Exercise details:
Copy the lines verbatim, beginning with the line that contains "Outline every instance of the <item>depot" and continuing through the end of the data, and only those lines.

Material supplied:
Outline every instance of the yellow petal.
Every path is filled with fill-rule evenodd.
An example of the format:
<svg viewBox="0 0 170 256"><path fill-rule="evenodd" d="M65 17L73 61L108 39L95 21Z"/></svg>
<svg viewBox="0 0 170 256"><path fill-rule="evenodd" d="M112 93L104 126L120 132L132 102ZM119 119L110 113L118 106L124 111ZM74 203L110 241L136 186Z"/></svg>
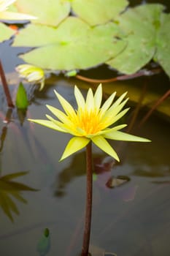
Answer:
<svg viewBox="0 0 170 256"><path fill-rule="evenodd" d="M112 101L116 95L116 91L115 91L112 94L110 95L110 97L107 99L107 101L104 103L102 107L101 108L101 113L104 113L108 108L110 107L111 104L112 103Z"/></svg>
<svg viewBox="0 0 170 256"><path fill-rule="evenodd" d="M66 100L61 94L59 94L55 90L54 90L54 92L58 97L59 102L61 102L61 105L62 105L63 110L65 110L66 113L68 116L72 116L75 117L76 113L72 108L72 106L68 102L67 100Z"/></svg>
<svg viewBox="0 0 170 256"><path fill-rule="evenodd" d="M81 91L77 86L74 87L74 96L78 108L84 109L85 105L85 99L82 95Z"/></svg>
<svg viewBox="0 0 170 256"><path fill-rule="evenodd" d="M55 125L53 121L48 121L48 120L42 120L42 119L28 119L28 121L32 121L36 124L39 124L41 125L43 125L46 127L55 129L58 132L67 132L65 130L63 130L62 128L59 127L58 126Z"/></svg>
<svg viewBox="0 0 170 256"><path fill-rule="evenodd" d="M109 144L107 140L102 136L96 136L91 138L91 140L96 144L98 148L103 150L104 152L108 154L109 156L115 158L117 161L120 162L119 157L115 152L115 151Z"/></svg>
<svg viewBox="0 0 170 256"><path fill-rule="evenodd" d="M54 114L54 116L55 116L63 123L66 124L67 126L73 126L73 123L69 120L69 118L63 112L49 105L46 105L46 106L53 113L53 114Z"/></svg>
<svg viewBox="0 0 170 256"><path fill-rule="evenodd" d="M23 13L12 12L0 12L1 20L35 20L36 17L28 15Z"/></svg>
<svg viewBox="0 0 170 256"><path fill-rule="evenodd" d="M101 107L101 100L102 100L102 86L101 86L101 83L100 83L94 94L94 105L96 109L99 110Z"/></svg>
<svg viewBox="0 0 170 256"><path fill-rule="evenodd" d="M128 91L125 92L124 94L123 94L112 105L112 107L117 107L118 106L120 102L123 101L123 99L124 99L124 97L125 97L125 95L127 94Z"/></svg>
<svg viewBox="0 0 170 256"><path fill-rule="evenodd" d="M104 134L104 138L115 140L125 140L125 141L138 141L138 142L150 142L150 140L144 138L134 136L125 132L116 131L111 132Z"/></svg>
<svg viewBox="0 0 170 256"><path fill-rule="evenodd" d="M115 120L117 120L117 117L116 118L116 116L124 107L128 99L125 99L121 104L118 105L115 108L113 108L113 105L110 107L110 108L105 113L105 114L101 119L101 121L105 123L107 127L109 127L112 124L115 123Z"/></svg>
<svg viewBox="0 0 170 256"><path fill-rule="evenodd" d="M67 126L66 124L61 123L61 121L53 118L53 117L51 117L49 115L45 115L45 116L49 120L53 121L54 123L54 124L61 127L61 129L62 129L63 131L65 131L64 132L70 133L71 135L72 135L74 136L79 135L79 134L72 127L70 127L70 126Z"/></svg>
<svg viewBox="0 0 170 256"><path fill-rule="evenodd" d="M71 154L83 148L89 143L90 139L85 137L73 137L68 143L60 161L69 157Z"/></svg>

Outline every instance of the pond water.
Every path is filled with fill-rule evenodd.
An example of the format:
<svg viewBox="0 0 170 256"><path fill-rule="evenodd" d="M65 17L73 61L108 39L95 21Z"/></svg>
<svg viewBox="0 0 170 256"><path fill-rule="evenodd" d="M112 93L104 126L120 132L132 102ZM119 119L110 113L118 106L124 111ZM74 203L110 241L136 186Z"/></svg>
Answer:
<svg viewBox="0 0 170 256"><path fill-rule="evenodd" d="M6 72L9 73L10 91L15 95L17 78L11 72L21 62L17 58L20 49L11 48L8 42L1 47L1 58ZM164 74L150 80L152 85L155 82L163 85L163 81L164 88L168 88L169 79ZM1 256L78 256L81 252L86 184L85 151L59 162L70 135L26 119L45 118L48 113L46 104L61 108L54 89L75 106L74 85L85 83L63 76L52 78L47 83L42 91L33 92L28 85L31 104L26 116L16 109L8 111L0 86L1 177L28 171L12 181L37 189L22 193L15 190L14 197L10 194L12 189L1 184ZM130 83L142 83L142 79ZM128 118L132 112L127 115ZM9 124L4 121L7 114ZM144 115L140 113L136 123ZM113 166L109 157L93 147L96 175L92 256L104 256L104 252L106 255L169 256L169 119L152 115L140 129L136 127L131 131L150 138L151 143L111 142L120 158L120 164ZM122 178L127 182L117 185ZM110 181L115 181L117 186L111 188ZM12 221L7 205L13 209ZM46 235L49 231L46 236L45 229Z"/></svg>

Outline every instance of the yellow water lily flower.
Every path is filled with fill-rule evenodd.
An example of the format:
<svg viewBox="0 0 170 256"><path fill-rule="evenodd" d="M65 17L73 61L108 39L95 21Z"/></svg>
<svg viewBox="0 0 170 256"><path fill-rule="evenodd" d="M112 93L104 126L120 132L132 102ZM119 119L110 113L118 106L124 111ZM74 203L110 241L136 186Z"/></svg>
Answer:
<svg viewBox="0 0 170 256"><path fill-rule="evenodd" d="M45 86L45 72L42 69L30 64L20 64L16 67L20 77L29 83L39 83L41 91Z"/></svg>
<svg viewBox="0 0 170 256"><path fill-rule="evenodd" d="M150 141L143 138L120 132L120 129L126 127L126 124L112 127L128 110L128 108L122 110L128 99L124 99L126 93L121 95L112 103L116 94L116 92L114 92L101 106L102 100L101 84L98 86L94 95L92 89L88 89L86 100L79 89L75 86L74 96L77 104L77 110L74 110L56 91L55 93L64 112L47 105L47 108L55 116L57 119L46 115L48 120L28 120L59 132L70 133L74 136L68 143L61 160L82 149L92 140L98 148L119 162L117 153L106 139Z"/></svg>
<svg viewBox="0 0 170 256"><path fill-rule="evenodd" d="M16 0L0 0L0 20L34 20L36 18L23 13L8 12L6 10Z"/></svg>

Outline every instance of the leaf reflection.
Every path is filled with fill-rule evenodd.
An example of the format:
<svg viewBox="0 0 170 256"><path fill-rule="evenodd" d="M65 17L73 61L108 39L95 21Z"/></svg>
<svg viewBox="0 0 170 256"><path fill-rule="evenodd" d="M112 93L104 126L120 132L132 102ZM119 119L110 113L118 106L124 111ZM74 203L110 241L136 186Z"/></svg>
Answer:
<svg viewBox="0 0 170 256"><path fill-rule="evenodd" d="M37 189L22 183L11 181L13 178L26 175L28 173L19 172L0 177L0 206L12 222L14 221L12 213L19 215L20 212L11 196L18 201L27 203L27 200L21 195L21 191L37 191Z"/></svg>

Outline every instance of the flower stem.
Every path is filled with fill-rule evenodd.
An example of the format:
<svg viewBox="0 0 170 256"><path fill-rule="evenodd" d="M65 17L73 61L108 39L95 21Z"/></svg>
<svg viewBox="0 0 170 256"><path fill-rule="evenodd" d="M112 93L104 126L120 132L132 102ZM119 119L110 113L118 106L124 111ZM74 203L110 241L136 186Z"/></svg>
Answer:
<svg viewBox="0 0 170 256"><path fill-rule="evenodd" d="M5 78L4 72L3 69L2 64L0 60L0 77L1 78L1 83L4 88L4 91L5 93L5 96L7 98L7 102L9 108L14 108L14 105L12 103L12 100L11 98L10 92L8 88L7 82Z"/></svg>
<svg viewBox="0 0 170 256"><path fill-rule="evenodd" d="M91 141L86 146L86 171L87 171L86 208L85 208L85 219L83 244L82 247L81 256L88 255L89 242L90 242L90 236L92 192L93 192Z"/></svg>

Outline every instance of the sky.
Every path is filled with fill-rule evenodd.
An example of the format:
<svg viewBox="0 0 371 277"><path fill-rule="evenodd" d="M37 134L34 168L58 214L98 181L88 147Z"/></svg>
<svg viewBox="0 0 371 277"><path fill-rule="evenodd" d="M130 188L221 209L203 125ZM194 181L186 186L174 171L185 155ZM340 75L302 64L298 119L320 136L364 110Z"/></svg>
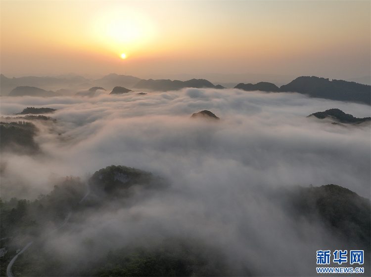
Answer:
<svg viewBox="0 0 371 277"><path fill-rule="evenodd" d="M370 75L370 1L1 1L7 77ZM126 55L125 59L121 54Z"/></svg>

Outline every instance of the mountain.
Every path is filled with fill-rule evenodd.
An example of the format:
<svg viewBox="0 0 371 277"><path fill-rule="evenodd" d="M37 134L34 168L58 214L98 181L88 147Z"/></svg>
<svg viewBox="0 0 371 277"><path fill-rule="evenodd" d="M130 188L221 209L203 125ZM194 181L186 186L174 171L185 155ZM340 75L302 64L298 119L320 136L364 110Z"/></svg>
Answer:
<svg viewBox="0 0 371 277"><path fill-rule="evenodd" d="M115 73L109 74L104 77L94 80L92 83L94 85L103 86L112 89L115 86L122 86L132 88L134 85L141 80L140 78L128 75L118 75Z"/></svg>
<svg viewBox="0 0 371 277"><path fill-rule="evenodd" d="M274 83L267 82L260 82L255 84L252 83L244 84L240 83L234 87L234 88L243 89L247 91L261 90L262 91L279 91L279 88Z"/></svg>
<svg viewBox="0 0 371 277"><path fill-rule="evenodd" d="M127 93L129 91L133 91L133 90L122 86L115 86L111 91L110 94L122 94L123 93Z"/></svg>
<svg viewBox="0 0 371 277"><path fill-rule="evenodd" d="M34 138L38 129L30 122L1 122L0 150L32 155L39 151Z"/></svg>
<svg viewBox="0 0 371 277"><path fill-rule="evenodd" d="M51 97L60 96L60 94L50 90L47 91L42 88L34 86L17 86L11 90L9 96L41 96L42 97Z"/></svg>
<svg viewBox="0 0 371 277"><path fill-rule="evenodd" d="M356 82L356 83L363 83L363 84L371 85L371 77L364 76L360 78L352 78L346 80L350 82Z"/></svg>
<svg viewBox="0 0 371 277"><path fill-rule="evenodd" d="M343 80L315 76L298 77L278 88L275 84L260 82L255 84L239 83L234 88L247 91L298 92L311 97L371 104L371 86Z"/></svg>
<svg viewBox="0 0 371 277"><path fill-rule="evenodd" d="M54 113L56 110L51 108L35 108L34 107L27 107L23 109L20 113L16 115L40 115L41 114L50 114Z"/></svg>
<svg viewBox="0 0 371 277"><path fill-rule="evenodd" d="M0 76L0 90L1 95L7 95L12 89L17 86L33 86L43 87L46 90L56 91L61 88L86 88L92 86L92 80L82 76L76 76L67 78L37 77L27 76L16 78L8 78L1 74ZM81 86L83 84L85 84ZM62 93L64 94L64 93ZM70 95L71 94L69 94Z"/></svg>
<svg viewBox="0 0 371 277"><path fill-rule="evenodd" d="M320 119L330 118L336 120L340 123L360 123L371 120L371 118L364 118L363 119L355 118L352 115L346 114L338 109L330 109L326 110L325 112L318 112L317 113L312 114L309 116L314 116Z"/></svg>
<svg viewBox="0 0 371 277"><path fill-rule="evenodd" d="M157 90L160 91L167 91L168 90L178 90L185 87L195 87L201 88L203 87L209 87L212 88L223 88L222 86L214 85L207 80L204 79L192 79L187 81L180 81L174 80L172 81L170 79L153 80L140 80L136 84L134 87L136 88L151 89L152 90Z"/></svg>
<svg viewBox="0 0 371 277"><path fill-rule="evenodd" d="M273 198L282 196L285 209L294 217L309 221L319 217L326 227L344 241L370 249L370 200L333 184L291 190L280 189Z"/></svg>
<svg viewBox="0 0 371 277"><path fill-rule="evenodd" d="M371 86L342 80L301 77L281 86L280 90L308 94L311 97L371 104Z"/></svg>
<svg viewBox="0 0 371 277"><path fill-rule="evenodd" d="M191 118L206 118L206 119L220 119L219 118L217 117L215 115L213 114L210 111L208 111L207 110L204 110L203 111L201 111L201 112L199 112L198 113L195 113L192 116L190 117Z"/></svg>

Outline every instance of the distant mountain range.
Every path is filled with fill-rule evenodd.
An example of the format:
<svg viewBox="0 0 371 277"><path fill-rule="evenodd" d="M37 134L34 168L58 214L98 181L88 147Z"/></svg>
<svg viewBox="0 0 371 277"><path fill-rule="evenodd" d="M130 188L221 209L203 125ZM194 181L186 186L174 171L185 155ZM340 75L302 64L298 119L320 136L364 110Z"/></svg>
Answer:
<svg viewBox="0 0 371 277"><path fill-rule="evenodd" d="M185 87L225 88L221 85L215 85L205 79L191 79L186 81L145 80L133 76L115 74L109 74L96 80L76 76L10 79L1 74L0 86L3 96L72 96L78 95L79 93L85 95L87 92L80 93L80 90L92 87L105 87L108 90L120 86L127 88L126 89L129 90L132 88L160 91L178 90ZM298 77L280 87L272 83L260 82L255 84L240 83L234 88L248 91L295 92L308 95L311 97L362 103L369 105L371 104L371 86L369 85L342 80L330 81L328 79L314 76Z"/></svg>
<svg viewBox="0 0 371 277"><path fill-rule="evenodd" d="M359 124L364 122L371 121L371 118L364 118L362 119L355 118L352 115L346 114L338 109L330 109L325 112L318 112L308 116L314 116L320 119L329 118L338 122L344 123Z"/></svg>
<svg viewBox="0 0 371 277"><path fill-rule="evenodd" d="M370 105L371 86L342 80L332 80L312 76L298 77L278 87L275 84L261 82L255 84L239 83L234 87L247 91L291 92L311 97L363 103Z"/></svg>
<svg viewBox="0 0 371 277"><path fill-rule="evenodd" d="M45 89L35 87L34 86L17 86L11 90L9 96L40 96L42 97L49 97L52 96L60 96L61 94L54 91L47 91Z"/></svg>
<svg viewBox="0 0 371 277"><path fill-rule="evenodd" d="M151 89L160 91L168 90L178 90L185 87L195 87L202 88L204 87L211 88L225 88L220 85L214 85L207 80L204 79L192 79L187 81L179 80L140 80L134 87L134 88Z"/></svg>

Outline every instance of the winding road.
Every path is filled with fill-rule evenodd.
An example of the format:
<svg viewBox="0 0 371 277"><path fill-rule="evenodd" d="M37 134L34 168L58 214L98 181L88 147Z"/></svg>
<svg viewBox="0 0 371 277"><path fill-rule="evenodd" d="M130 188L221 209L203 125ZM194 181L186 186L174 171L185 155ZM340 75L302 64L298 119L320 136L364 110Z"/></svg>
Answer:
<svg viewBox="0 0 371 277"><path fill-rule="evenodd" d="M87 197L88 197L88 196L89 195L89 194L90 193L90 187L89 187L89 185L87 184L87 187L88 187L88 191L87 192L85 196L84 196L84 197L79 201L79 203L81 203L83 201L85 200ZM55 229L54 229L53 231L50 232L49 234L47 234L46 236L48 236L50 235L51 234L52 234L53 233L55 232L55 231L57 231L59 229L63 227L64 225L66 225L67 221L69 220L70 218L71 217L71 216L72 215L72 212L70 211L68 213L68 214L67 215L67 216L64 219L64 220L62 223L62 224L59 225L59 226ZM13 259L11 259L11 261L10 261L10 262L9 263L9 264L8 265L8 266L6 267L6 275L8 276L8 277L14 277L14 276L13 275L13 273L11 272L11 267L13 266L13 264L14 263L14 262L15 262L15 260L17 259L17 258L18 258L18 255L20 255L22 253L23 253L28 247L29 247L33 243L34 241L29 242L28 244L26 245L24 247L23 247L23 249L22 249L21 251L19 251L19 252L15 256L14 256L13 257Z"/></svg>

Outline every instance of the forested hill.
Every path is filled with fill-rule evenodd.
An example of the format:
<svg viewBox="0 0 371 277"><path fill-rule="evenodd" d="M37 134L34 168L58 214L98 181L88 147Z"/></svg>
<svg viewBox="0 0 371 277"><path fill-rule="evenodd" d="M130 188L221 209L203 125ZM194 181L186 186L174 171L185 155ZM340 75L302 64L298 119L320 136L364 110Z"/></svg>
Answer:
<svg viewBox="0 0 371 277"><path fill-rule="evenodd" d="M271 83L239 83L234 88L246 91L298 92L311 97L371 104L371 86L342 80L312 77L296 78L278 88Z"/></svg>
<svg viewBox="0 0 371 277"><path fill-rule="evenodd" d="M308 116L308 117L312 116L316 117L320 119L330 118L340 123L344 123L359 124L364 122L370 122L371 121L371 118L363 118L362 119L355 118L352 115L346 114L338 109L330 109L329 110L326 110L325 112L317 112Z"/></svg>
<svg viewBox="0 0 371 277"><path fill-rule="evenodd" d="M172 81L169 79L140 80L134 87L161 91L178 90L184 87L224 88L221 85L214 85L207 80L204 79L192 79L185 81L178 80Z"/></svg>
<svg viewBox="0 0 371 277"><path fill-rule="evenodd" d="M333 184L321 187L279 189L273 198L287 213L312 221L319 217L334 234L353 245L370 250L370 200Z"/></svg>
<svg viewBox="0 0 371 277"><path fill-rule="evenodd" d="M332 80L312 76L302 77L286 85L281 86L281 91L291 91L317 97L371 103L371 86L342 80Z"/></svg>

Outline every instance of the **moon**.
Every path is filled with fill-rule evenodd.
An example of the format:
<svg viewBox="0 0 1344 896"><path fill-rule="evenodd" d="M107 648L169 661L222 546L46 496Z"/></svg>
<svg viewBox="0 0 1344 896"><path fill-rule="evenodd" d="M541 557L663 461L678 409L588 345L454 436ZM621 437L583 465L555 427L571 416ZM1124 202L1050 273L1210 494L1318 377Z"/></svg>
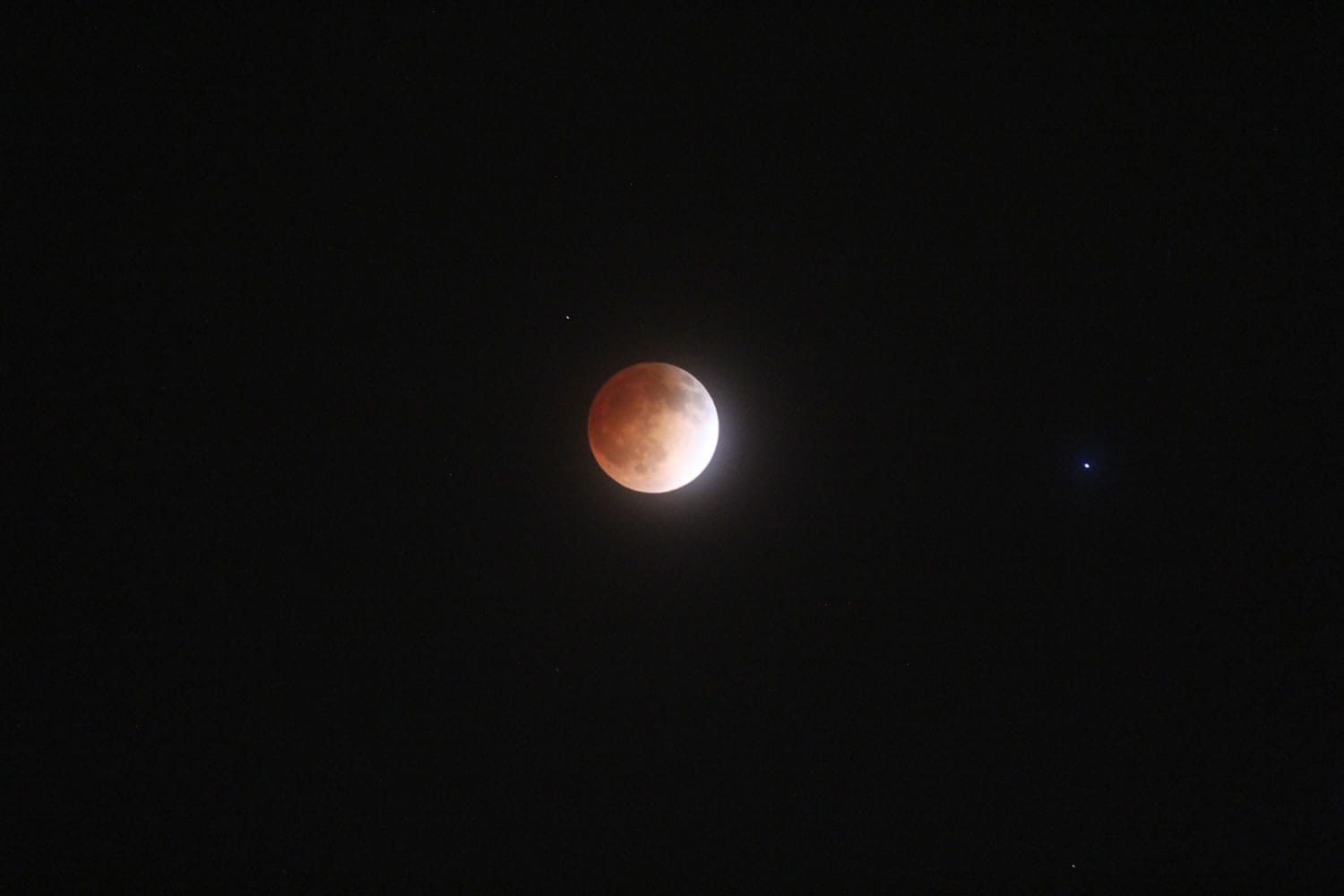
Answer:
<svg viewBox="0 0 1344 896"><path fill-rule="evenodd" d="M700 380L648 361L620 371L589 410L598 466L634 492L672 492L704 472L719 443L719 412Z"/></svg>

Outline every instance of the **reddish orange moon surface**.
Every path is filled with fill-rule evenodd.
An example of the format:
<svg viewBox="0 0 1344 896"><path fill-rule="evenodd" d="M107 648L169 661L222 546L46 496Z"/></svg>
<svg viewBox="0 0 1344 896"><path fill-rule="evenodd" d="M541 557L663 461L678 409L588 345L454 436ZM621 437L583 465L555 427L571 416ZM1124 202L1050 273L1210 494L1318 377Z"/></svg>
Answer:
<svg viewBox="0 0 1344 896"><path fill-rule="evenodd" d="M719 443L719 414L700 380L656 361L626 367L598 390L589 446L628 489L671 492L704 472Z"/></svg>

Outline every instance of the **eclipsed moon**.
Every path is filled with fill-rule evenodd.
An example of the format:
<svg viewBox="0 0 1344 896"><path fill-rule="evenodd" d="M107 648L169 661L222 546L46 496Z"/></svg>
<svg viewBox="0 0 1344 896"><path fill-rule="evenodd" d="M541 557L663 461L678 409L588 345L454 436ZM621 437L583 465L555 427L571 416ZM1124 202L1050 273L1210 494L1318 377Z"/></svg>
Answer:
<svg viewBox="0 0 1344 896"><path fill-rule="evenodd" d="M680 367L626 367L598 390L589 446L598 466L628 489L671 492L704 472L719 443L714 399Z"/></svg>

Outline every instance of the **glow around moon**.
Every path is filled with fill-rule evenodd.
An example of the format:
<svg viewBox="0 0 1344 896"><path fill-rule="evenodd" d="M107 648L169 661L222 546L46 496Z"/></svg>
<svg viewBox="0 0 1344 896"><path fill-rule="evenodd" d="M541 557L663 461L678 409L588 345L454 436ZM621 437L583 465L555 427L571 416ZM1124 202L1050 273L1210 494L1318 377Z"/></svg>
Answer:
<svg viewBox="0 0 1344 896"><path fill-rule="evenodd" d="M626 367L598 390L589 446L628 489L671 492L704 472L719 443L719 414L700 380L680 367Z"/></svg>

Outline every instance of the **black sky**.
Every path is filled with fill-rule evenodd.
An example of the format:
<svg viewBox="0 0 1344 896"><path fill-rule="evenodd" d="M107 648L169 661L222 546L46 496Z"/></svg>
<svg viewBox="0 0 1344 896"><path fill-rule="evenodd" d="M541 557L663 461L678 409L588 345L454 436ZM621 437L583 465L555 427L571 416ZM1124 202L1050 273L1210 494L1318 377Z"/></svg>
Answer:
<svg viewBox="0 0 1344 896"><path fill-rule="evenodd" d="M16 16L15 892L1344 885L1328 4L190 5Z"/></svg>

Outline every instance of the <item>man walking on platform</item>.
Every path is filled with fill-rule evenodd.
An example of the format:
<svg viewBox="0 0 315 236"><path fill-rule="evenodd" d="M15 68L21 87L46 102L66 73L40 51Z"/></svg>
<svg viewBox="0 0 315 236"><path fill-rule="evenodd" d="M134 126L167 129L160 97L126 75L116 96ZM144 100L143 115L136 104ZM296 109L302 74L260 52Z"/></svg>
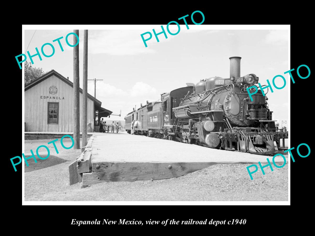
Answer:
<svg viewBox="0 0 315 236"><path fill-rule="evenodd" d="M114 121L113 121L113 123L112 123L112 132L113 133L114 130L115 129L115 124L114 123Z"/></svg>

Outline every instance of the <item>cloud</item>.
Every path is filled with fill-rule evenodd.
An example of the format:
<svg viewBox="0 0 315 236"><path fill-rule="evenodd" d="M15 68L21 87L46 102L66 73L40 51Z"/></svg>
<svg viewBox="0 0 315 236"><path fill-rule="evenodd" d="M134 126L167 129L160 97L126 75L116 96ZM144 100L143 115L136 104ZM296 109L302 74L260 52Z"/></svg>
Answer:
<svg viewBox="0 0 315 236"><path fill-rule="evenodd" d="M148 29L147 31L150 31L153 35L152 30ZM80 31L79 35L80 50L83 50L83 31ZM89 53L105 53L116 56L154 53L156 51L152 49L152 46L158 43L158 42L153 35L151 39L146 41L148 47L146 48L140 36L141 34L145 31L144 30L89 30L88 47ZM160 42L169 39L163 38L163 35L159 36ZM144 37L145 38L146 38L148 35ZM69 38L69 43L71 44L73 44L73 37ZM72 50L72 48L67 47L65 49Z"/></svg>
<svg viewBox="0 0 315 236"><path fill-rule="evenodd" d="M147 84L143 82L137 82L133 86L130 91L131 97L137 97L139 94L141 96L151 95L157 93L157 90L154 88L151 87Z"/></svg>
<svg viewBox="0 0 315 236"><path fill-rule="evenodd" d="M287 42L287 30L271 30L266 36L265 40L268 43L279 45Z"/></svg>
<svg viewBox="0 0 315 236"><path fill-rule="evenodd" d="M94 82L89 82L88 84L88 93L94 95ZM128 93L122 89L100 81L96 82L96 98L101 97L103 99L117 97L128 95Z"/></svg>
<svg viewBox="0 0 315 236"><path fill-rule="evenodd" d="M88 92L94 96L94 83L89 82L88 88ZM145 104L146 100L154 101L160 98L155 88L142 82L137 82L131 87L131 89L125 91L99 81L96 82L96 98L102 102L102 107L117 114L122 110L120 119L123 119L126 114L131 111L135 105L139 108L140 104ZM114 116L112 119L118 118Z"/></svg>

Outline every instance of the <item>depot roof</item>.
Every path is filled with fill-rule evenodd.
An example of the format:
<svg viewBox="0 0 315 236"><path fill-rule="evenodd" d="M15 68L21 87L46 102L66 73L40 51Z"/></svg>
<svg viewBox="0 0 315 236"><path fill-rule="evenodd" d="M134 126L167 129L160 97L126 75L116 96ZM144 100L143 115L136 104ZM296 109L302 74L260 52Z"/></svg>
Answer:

Task output:
Outline every instance of the <item>depot roof</item>.
Every path is filled with fill-rule evenodd.
An example of the format:
<svg viewBox="0 0 315 236"><path fill-rule="evenodd" d="M15 68L21 87L46 102L66 73L40 51Z"/></svg>
<svg viewBox="0 0 315 236"><path fill-rule="evenodd" d="M134 126L167 129L160 97L126 75L116 96ZM144 100L143 115L136 104ZM296 109L302 74L260 52Z"/></svg>
Answer:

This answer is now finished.